Data extract —
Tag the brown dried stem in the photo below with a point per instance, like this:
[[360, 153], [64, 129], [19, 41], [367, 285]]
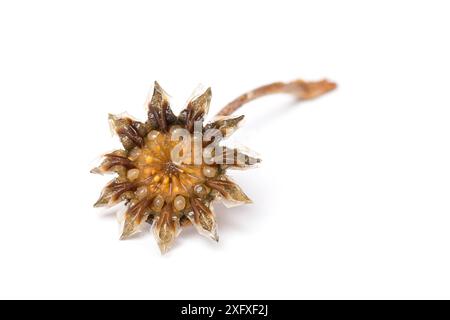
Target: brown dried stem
[[303, 90]]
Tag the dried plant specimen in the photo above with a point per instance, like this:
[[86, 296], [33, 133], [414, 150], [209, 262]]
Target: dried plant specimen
[[172, 168]]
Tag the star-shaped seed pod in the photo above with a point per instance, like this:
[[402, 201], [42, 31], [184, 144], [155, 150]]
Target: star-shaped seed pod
[[172, 168]]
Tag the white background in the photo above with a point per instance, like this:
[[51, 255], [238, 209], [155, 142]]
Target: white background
[[352, 198]]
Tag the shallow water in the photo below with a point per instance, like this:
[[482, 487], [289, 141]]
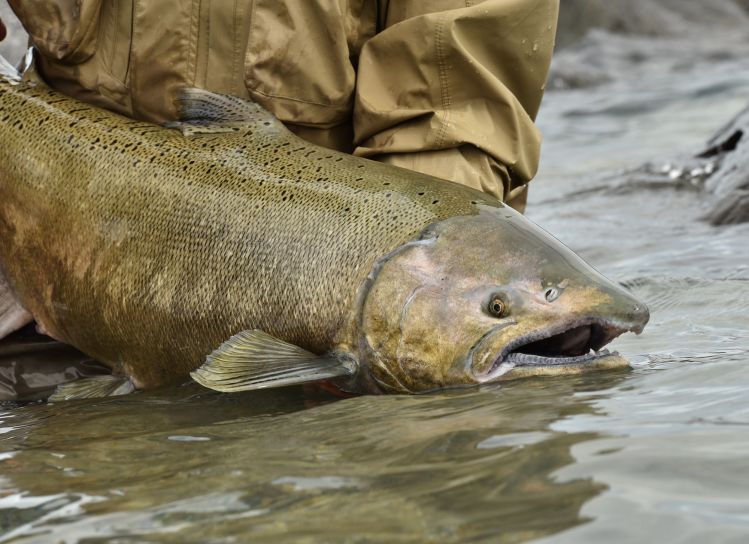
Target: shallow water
[[657, 453]]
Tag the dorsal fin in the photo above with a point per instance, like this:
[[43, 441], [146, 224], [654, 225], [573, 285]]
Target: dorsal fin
[[208, 112], [255, 360]]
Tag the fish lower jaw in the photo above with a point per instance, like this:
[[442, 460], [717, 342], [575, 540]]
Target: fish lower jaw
[[526, 359], [522, 365]]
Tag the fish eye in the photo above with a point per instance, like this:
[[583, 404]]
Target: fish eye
[[497, 307]]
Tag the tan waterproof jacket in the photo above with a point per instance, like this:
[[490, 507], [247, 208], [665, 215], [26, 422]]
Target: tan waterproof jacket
[[446, 87]]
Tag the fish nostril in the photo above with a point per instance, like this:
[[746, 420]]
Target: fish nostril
[[552, 294]]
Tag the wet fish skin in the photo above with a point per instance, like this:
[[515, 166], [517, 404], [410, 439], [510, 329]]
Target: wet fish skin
[[147, 249]]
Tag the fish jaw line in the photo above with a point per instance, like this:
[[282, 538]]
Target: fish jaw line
[[510, 361]]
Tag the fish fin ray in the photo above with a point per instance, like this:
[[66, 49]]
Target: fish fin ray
[[92, 388], [8, 71], [254, 359], [216, 113], [13, 315]]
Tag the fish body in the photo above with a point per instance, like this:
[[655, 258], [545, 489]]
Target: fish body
[[148, 247]]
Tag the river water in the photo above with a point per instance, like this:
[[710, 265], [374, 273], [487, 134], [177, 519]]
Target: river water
[[655, 454]]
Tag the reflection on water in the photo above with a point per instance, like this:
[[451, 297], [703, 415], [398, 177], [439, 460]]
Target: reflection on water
[[174, 464], [569, 459]]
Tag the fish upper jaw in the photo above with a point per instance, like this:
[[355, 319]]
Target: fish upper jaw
[[577, 344]]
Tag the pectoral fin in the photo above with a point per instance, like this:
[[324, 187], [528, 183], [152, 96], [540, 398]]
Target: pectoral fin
[[92, 388], [13, 316], [255, 360]]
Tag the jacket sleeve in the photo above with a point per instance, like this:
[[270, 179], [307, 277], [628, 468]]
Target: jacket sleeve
[[457, 91]]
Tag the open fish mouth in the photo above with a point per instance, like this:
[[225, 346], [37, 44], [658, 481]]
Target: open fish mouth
[[574, 348]]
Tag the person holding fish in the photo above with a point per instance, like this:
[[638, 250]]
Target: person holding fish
[[449, 88], [205, 239]]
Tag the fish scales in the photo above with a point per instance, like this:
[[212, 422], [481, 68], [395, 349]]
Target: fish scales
[[147, 249]]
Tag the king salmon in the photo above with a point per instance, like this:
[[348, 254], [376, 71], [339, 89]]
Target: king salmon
[[226, 248]]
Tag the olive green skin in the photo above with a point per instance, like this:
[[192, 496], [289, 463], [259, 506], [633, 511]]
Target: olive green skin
[[147, 249]]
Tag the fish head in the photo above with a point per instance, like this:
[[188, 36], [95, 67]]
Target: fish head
[[484, 298]]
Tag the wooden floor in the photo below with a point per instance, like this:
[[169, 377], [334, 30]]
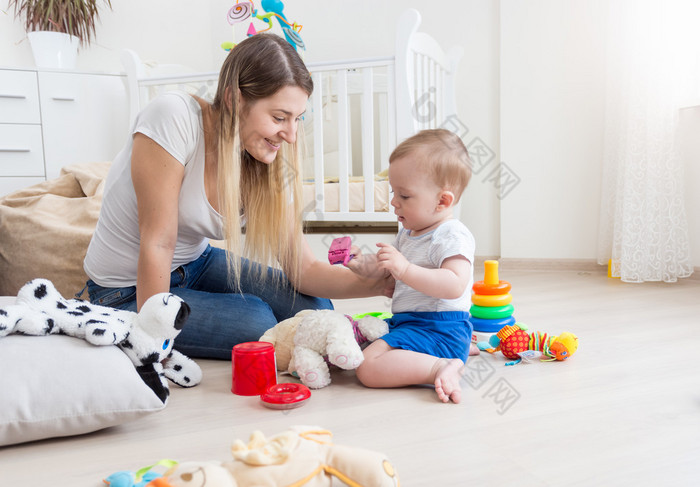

Written task —
Swap every "Tag" in the data above for "Mark", leaving everything else unchanged, and present the result without the pictures.

Written answer —
Mark the brown dried stem in the photo below with a point per instance, like this:
[[360, 153], [64, 129], [19, 41], [367, 285]]
Target: brown dried stem
[[303, 90]]
Mark the dried plant specimen in the photo above with a point per instance, like this:
[[86, 296], [33, 133], [414, 150], [209, 262]]
Target: dried plant specimen
[[172, 168]]
Mark the star-shaped seed pod in the photo above with a point per instance, like this:
[[402, 201], [42, 31], [184, 144], [155, 150]]
Target: star-shaped seed pod
[[172, 168]]
Mark the white background in the photo above with a point per instance, like this:
[[51, 255], [238, 209], [155, 142]]
Target: white background
[[352, 198]]
Mark the shallow water in the photo below with a point per instance, like this:
[[482, 487], [289, 141]]
Target: shallow water
[[657, 453]]
Mark the dorsal fin in the photo above with a point per instance, like this:
[[43, 441], [146, 224], [654, 225], [573, 285]]
Target: dorsal fin
[[208, 112], [255, 360]]
Mark the fish lower jaw in the photo above with a point per instance, like this:
[[442, 460], [717, 342], [575, 540]]
Target: fish lower jaw
[[526, 359], [522, 365]]
Mark the fish eye in the photo above with a point per instance, like this:
[[583, 404]]
Target: fish eye
[[497, 307]]
Mark the tan waterproof jacket in the photo above with a point per instance, like this:
[[490, 507], [247, 208], [665, 215], [26, 422]]
Target: tan waterproof jacket
[[446, 87]]
Mark the fish nostril in the photo above with a point per instance, like this:
[[746, 420]]
Target: fish nostril
[[552, 294]]
Mark the wet fish skin in the photo above with a point per instance, like this:
[[515, 166], [517, 404], [410, 439], [510, 329]]
Target: wet fish skin
[[147, 249]]
Mark the fish jaw line in the photo above with a point per instance, like this:
[[282, 538]]
Target: fish jaw line
[[510, 361]]
Mark the fish fin ray in the photo above with a point per instance, like this:
[[66, 49]]
Target: fish fin ray
[[92, 388], [8, 71], [254, 359], [216, 113], [13, 315]]
Mark the fish body in the photo above with a point per instance, like this:
[[655, 258], [545, 489]]
Target: fish body
[[148, 247]]
Mark the river water in the photo above with a point per instance, like this:
[[710, 265], [374, 273], [487, 134], [177, 519]]
Target: river water
[[655, 454]]
Mark the reflection on water in the photo above with a point per instance, like this:
[[451, 297], [703, 415], [398, 177], [439, 460]]
Target: reflection on water
[[174, 464], [569, 459]]
Mark the fish upper jaw in the photo above with a point per instance, like this:
[[355, 319]]
Target: fish upper jaw
[[577, 344]]
Mark the pectoral fin in the photo above with a point per instance, like this:
[[324, 187], [528, 183], [152, 96], [540, 398]]
Target: pectoral fin
[[92, 388], [13, 316], [255, 360]]
Mark the jacket sleeve in the photo above with a point per instance, like this:
[[270, 179], [307, 277], [628, 468]]
Target: jacket sleeve
[[457, 91]]
Mark the open fish mouth in the photo above with a point per instance, like this:
[[225, 346], [37, 44], [658, 481]]
Target: open fish mouth
[[574, 348]]
Mark the person holding fish in the photo above with a point per instance, like this:
[[638, 250]]
Target: person holding fish
[[449, 88], [205, 239]]
Mark the fish scales in the photo above with a point per instance, like this:
[[212, 422], [481, 68], [395, 349]]
Target: fish scales
[[147, 249]]
Mark the king salmon in the photo above with a point per instance, like this:
[[348, 254], [376, 71], [339, 89]]
Target: king salmon
[[226, 248]]
Mark the olive green skin in the photo above with a point per instance, like this:
[[192, 496], [289, 463], [259, 506], [633, 511]]
Target: olive green skin
[[147, 249]]
Mark the fish head in the photo above with a point per instance, like this:
[[188, 36], [95, 67]]
Target: fish head
[[484, 298]]
Mark the wooden floor in the photo below with a point per instance, like this:
[[169, 377], [334, 30]]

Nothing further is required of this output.